►
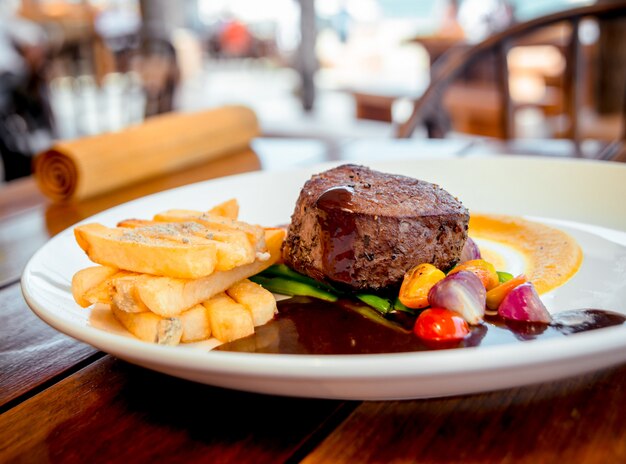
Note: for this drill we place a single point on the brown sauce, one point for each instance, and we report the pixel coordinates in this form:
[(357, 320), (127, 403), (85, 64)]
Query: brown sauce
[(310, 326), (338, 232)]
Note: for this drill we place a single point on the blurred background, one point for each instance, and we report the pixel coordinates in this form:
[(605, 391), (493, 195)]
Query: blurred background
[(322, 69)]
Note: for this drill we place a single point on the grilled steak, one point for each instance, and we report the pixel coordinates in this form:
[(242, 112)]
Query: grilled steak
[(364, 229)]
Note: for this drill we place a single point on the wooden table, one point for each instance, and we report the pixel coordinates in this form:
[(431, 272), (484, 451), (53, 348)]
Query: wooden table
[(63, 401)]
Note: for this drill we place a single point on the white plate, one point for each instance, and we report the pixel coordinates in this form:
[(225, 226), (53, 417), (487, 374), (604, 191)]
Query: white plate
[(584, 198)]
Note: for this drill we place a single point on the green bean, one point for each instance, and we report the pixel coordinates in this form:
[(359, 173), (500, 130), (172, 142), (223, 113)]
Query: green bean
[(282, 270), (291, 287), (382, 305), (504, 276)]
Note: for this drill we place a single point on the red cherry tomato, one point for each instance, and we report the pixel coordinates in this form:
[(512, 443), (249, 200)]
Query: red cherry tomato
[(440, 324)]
◄
►
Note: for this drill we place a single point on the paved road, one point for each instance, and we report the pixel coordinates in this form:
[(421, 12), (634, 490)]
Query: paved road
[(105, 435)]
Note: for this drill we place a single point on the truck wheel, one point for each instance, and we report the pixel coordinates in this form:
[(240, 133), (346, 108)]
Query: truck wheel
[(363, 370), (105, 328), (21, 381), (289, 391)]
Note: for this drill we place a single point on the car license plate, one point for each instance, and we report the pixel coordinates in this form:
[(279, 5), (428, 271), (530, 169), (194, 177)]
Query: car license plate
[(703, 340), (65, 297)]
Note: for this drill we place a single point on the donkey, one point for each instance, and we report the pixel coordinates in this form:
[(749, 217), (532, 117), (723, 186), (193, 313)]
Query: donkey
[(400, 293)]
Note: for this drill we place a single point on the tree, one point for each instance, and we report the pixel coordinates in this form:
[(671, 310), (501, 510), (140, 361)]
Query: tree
◄
TASK INSTRUCTIONS =>
What are the lines of the data from the one containing "on the brown" through the one containing "[(310, 326), (338, 232)]", both included, copied over unchanged?

COMPLETE OUTPUT =>
Note: for this drill we place a single point on the brown sauce, one point for each instance, and we report the pixel coordinates in this form:
[(357, 320), (127, 403), (85, 64)]
Query: brown sauce
[(310, 326), (338, 232)]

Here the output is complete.